◆ Written exercise ◆
Repeat every record below exactly, leaving out the pictures.
*** Dataset content ***
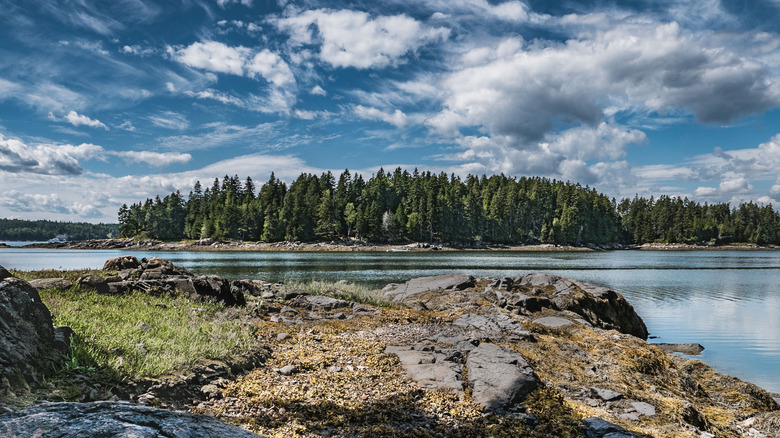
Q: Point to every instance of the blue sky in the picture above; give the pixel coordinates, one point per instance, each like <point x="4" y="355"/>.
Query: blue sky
<point x="104" y="103"/>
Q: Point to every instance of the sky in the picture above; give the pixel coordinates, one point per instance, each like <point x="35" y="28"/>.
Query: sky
<point x="104" y="103"/>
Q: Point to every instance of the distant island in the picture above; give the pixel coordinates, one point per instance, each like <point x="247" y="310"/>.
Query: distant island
<point x="426" y="207"/>
<point x="43" y="230"/>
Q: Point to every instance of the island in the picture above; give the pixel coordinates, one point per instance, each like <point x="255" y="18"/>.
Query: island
<point x="149" y="347"/>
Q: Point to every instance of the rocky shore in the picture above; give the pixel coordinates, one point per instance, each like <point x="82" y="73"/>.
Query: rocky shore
<point x="352" y="245"/>
<point x="453" y="355"/>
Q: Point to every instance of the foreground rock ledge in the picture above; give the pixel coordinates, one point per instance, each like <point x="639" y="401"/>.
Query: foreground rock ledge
<point x="111" y="419"/>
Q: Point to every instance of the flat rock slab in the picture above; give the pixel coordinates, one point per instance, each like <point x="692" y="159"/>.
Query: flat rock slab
<point x="51" y="283"/>
<point x="553" y="321"/>
<point x="111" y="419"/>
<point x="400" y="292"/>
<point x="599" y="428"/>
<point x="493" y="325"/>
<point x="500" y="377"/>
<point x="431" y="368"/>
<point x="689" y="349"/>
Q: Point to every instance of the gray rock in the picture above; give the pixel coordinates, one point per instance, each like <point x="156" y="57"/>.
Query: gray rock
<point x="429" y="368"/>
<point x="689" y="349"/>
<point x="598" y="428"/>
<point x="93" y="282"/>
<point x="121" y="263"/>
<point x="51" y="283"/>
<point x="28" y="345"/>
<point x="500" y="377"/>
<point x="553" y="321"/>
<point x="600" y="306"/>
<point x="493" y="325"/>
<point x="319" y="303"/>
<point x="111" y="419"/>
<point x="400" y="292"/>
<point x="606" y="394"/>
<point x="287" y="370"/>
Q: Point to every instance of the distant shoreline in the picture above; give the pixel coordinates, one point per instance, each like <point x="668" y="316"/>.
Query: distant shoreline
<point x="213" y="245"/>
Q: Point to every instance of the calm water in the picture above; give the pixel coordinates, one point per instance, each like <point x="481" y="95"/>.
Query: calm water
<point x="728" y="301"/>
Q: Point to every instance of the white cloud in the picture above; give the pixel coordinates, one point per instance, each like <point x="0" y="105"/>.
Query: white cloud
<point x="216" y="95"/>
<point x="155" y="159"/>
<point x="170" y="120"/>
<point x="353" y="39"/>
<point x="222" y="3"/>
<point x="214" y="56"/>
<point x="127" y="125"/>
<point x="271" y="67"/>
<point x="396" y="118"/>
<point x="77" y="119"/>
<point x="18" y="157"/>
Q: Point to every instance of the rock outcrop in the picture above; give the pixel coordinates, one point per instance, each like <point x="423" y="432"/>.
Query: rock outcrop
<point x="111" y="419"/>
<point x="28" y="345"/>
<point x="500" y="377"/>
<point x="159" y="276"/>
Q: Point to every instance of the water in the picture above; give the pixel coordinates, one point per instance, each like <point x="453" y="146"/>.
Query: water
<point x="728" y="301"/>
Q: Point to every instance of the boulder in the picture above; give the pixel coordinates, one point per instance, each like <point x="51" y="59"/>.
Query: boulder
<point x="400" y="292"/>
<point x="431" y="367"/>
<point x="599" y="428"/>
<point x="500" y="377"/>
<point x="111" y="419"/>
<point x="51" y="283"/>
<point x="28" y="345"/>
<point x="598" y="305"/>
<point x="93" y="282"/>
<point x="496" y="326"/>
<point x="121" y="263"/>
***
◆ Complete answer ◆
Q: Point to every instance of the blue sky in the picture above; give the pixel coordinates, one point per instance, each like <point x="4" y="355"/>.
Query: blue sky
<point x="104" y="103"/>
Q: Point to every instance of the sky in the picture above; give the pixel coordinates, one point per instance, each like <point x="35" y="28"/>.
Query: sky
<point x="104" y="103"/>
Q: Point to every instance of the distant island in the picture above; give the pixel coordinates, one point per instance, each like <point x="247" y="310"/>.
Query: distant island
<point x="426" y="207"/>
<point x="43" y="230"/>
Q: Point to every instance of the island in the picture above; give the pixel coordinates, one point per instance, each like <point x="255" y="18"/>.
Query: island
<point x="149" y="347"/>
Q: Point to every instance of the rocky shore in the picture above; give the pixel coordinates, one point per instance, each like <point x="82" y="73"/>.
Query: rocky shore
<point x="352" y="245"/>
<point x="453" y="355"/>
Q: Point to every instance of the foreground rock ledge in the picture above; give the pixel coordinates, one point per instance, each like <point x="639" y="401"/>.
Query: foreground rock ledge
<point x="111" y="419"/>
Q: Point to every instance of the flat rock slab in the picture above; give the pixel coordinates, one point per instance, each like <point x="692" y="159"/>.
Query: flat rock slab
<point x="51" y="283"/>
<point x="553" y="321"/>
<point x="111" y="419"/>
<point x="400" y="292"/>
<point x="599" y="428"/>
<point x="493" y="325"/>
<point x="500" y="377"/>
<point x="431" y="368"/>
<point x="689" y="349"/>
Q: Point to every instance of the gray rock in the picture above; give the pixel coordinates, one point per instance, each like <point x="156" y="57"/>.
Query: gray rock
<point x="429" y="368"/>
<point x="689" y="349"/>
<point x="598" y="428"/>
<point x="93" y="282"/>
<point x="121" y="263"/>
<point x="51" y="283"/>
<point x="28" y="345"/>
<point x="500" y="377"/>
<point x="553" y="321"/>
<point x="600" y="306"/>
<point x="493" y="325"/>
<point x="319" y="303"/>
<point x="111" y="419"/>
<point x="400" y="292"/>
<point x="606" y="394"/>
<point x="287" y="370"/>
Q: Point to every instance of the distant shoreline in the picture above; give the pixel coordinates, one point per instance, each like <point x="668" y="316"/>.
Query: distant shoreline
<point x="213" y="245"/>
Q: Point to every instance of the calm water in the picture above; give the pixel coordinates, one point per instance, each like <point x="481" y="95"/>.
Query: calm water
<point x="728" y="301"/>
Q: Point to every instance of the white cloud in the picture above; give the pixel coordinates, one point per instance, each like <point x="0" y="105"/>.
Query: white cloud
<point x="216" y="95"/>
<point x="155" y="159"/>
<point x="170" y="120"/>
<point x="353" y="39"/>
<point x="222" y="3"/>
<point x="214" y="56"/>
<point x="127" y="125"/>
<point x="271" y="67"/>
<point x="396" y="118"/>
<point x="77" y="119"/>
<point x="18" y="157"/>
Q: Point to every instance of the rock outcrop in the picture above; give the pixel coordinates, one point per instance, each like <point x="423" y="432"/>.
Query: rock outcrop
<point x="111" y="419"/>
<point x="28" y="345"/>
<point x="500" y="377"/>
<point x="159" y="276"/>
Q: Point to every instance of the water in the picture above; give the pixel coordinates, one point per instance, each like <point x="453" y="146"/>.
Query: water
<point x="728" y="301"/>
Q: Point to every instance of the boulder in the picture above; give the pixel coordinates, one point per instance, each like <point x="51" y="59"/>.
Query: boulder
<point x="400" y="292"/>
<point x="431" y="367"/>
<point x="599" y="428"/>
<point x="500" y="377"/>
<point x="111" y="419"/>
<point x="51" y="283"/>
<point x="28" y="345"/>
<point x="598" y="305"/>
<point x="93" y="282"/>
<point x="496" y="326"/>
<point x="121" y="263"/>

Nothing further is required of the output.